• [The task]: Set down each entry below exactly as written, keeping the pictures out.

[Image-grounded pointing data]
──────

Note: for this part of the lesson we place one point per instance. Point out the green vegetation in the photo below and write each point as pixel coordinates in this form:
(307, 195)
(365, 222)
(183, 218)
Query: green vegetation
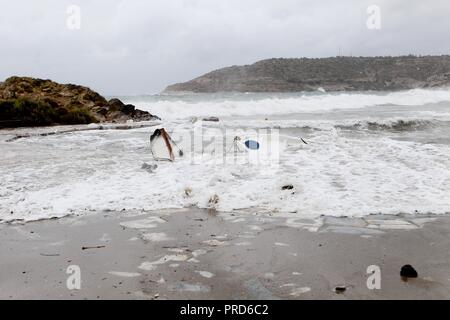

──────

• [Exercise output]:
Note: for this part of the lesson we place one point per instance. Point out the green vegetation in the photo below and write each point as pixel coordinates in this form:
(307, 195)
(365, 222)
(183, 218)
Query: green vegetation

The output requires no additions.